[Directions for this task] Lay out the lines from the line containing "</instance>" to the line containing "negative clicks: (545, 73)", both included, as a Markdown table with columns Row and Line, leaving out blank lines.

[Data to use]
((

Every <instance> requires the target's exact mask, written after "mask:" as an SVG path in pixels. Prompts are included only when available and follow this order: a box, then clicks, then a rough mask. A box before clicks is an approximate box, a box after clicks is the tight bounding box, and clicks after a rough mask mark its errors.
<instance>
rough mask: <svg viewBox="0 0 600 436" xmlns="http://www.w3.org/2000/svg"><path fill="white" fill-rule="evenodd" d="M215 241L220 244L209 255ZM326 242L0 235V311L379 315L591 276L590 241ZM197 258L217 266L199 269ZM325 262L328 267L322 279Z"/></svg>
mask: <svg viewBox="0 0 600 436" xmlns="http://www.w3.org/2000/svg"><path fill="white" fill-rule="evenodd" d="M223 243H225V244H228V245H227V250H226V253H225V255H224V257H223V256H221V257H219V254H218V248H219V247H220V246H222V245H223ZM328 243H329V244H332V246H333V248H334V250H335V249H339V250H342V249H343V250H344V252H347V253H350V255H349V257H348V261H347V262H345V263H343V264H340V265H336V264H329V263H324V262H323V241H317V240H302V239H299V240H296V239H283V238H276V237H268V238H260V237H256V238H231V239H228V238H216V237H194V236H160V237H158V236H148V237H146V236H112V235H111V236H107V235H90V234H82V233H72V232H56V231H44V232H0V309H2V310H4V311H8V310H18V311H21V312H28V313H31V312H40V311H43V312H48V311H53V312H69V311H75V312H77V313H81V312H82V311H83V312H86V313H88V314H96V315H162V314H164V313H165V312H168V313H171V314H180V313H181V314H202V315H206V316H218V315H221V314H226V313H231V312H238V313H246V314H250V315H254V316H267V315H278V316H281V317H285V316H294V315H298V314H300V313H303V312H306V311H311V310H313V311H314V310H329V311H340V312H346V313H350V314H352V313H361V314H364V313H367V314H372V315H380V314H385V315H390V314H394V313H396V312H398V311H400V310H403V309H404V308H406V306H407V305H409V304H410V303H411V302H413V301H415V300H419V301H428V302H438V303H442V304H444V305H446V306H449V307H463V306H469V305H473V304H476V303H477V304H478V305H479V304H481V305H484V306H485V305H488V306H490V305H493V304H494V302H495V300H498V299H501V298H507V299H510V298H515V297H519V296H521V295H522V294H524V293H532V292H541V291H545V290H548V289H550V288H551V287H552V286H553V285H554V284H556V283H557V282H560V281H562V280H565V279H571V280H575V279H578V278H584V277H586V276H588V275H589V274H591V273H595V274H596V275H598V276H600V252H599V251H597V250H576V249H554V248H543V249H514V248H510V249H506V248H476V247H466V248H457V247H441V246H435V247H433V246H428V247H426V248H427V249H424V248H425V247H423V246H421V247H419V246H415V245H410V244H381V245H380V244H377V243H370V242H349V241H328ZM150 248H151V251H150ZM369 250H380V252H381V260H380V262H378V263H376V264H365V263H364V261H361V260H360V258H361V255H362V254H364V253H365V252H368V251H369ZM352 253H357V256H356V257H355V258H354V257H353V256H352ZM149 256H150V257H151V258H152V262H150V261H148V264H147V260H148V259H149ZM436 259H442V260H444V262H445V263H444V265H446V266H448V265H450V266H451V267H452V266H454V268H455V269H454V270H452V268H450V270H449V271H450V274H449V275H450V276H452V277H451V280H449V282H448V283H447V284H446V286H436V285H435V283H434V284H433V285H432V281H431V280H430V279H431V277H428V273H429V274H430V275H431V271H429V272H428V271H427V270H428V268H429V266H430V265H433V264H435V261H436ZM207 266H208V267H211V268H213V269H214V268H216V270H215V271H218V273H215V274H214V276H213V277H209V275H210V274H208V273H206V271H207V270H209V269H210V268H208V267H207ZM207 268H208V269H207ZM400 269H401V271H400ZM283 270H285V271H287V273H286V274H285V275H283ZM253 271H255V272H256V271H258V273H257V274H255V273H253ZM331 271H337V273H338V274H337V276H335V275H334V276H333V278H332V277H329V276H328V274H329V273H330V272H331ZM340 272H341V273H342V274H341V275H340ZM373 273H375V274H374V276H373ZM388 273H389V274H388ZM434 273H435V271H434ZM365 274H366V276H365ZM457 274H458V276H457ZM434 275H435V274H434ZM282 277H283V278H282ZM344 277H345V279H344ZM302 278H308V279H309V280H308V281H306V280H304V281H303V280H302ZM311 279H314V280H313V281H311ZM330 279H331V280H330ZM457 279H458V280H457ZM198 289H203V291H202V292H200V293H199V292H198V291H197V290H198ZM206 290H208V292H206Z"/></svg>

))
((

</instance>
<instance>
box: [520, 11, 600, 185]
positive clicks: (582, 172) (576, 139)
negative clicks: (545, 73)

))

[Answer section]
| Row | Line |
|---|---|
| 1 | </instance> |
| 2 | <instance> |
| 3 | box: [520, 11, 600, 185] |
| 4 | positive clicks: (582, 172) (576, 139) |
| 5 | negative clicks: (545, 73) |